The request »
Copy every line of the data below word for word, without changing anything.

Records from a dataset:

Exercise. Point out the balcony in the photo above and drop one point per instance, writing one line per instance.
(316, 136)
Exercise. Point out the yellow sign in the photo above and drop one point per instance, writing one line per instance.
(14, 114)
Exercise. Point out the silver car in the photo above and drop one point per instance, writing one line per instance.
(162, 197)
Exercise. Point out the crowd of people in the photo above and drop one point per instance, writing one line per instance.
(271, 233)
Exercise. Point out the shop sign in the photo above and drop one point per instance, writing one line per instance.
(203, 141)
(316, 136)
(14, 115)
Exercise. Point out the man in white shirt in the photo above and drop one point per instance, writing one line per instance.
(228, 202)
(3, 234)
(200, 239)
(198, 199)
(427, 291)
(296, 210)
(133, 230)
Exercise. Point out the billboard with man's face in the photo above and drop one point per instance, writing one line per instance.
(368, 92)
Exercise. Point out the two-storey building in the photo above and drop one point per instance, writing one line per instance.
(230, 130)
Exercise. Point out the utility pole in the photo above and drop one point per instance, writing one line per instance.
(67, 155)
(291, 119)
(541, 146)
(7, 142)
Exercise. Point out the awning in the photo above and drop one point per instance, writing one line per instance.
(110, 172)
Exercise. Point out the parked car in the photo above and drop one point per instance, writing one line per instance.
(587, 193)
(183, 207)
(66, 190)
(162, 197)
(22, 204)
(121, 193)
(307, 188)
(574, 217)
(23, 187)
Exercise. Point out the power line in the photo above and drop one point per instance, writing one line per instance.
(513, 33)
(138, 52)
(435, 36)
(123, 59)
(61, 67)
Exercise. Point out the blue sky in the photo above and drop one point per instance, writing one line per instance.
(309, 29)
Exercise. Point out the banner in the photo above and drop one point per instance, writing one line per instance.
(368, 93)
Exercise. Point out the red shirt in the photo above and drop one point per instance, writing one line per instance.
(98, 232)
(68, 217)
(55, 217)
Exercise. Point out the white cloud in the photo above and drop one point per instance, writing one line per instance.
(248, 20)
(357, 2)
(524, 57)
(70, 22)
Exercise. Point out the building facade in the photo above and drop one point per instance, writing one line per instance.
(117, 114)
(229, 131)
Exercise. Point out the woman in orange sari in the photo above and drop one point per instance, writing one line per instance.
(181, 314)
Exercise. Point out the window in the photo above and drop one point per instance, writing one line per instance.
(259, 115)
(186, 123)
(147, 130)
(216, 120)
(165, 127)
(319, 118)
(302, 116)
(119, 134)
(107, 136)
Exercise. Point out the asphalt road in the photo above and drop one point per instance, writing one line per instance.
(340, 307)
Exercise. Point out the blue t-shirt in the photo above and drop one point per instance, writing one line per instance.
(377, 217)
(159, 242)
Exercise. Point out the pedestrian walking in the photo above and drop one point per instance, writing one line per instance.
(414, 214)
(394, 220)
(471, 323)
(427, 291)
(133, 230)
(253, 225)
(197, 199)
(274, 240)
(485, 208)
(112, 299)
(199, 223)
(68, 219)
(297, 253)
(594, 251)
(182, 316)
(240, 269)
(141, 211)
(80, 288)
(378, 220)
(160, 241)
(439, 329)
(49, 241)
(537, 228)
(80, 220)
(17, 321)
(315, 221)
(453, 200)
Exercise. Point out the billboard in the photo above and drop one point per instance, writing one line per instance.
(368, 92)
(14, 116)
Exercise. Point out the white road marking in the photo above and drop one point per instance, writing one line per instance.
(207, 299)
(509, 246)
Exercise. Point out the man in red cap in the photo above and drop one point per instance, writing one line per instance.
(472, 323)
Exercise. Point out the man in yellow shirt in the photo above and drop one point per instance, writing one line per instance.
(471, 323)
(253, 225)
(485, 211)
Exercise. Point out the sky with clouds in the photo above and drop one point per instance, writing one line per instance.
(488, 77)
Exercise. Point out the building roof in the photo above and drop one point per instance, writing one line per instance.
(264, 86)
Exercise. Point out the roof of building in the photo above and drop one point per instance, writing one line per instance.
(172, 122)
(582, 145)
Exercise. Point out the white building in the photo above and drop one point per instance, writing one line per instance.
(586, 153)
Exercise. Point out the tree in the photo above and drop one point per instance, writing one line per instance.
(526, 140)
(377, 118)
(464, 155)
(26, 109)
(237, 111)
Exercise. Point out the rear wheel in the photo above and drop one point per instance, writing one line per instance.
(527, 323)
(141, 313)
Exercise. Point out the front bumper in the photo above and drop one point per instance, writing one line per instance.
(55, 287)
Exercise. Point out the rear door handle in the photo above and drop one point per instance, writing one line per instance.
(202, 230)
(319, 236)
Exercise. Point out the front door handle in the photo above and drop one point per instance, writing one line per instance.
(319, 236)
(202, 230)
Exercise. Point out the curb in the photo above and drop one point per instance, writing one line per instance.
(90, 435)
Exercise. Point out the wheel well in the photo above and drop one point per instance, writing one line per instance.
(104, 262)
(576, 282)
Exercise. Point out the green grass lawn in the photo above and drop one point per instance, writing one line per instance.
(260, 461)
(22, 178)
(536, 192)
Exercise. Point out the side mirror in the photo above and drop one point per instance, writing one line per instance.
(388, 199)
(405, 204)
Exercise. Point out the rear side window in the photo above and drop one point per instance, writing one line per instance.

Correct result »
Exercise. Point out the balcony in the photo above and drop one point per instance, writing one line per instance.
(316, 136)
Exercise. Point out the yellow sign in the photo above and drop one point per instance, writing one line per instance.
(14, 114)
Exercise. Point out the silver car in the photo above and drop one point per instance, writing one line per instance.
(162, 197)
Exercise. Point out the crowd of people in the photo above and drop one point per instance, writing one line per instance.
(271, 233)
Exercise. Point out the shop sign in the photo above and drop one point per instance, writing one line per instance.
(203, 141)
(316, 136)
(14, 115)
Exercise. Point out the man in white shirt in the photo above and drop one point per instance, writing one line per instance.
(228, 202)
(3, 234)
(200, 239)
(198, 199)
(427, 291)
(296, 210)
(133, 230)
Exercise. Point out the billboard with man's face in the photo above and drop one point per instance, writing one line per instance.
(368, 92)
Exercise. Point out the two-storey building in the photo above and drop one point per instance, writing one line per instance.
(230, 130)
Exercise. Point out the utility pole in the photo above and drop one point per instance, writing one line per instance.
(67, 155)
(291, 119)
(541, 146)
(7, 142)
Exercise. Point out the awning in the photo above and drop one point per instance, writing one line per instance.
(110, 172)
Exercise. Point out the parked car in the photo above and drop one point per instance, writing one line per instance.
(587, 193)
(183, 207)
(66, 190)
(162, 197)
(22, 204)
(121, 193)
(307, 188)
(574, 217)
(23, 187)
Exercise. Point out the power line in the photo above and drop one point per instance, writing one line per instance.
(513, 33)
(138, 52)
(435, 36)
(123, 59)
(61, 67)
Exercise. Point out the blue sky in the photo above and drop one point per instance, writing one line per instance.
(309, 29)
Exercise. Point out the banner in the photo above and drop one point per instance, writing one line per instance.
(368, 93)
Exercise. Point out the red shirt in the photo above and drop one point per instance, writing one line per instance.
(98, 232)
(68, 217)
(55, 217)
Exercise. Point out the white cloud in the photo above and drop one point per instance, writing one line per instance.
(248, 20)
(357, 2)
(524, 57)
(70, 22)
Exercise. Point out the building facade in the photo above and drop one point per instance, writing one line per instance.
(117, 114)
(229, 131)
Exercise. Point out the woman in orange sari in the photo above and drop one point per instance, writing one line per instance.
(181, 314)
Exercise. Point out the window in the photo above and drop one point per instance, writing one line per instance.
(259, 115)
(186, 123)
(147, 130)
(216, 120)
(165, 127)
(319, 118)
(302, 116)
(119, 134)
(107, 136)
Exercise. Point out the asphalt road in the photo above and drop one point per instance, writing one line per instance.
(340, 307)
Exercise. Point out the blue t-shirt in the photo above and drop one point per instance, writing one line per instance.
(377, 217)
(159, 242)
Exercise. Point out the pedestrian walking in the photo above and drop one point per instance, writing one line per instance.
(414, 214)
(394, 220)
(471, 323)
(427, 291)
(133, 230)
(253, 225)
(197, 199)
(274, 240)
(485, 208)
(112, 299)
(199, 223)
(68, 219)
(297, 253)
(594, 251)
(182, 316)
(240, 269)
(141, 211)
(80, 288)
(378, 220)
(160, 241)
(439, 329)
(49, 241)
(537, 228)
(80, 220)
(17, 321)
(315, 221)
(453, 200)
Exercise. Point out the billboard in the photo above and drop one point per instance, writing one line per instance.
(368, 92)
(14, 116)
Exercise. Point out the white road marking in the photo above and drop one point per instance, writing one line per instance.
(207, 299)
(509, 246)
Exercise. Point out the man in red cap in the photo above and drop one point per instance, writing one line per instance.
(472, 323)
Exercise. Point out the man in yellow shirt in the photo above and drop one point per instance, writing one line per instance.
(471, 323)
(253, 225)
(485, 211)
Exercise. Point out the sky with clouds in the photo above and drop one point per instance, writing one line per instance.
(488, 77)
Exercise. Point out the building roof in the photo above and drop one point per instance, writing one line per instance.
(264, 86)
Exercise. Point out the roof of building in the photo above and drop one point per instance, writing one line per instance.
(172, 122)
(582, 145)
Exercise. Point out the white building in the photo above and drop one point per instance, writing one line per instance.
(586, 153)
Exercise. Point out the tree in the photo above and drop one point per instance, writing one line per instance.
(526, 140)
(377, 118)
(464, 155)
(26, 109)
(237, 111)
Exercise. Point out the rear wheel in the photo above and drop one point per instance, writing one line per instance.
(527, 323)
(141, 313)
Exercise. Point out the front bumper in the photo above and drop one point per instance, writing one line per instance.
(55, 287)
Exercise. Point out the rear door handle in the photo above and drop one point per instance, writing one line per instance.
(202, 230)
(319, 236)
Exercise. Point out the front door handle in the photo above and drop one point per instance, writing one line per instance.
(319, 236)
(202, 230)
Exercise. Point out the curb in the photo above and drop one point per instance, writing one line per instance.
(90, 435)
Exercise. Point out the wheel well in the photo above and drop one point per instance, writing one line per instance.
(104, 262)
(576, 282)
Exercise. Point out the green grass lawn in the photo above and drop one point per instance, writing one line per instance.
(260, 461)
(22, 178)
(536, 192)
Exercise. Point out the side mirror in the photo above and drop one point per instance, writing one line per instance.
(388, 199)
(405, 204)
Exercise. Point out the rear side window in the photo above and drop one point per instance, writing one line per instance.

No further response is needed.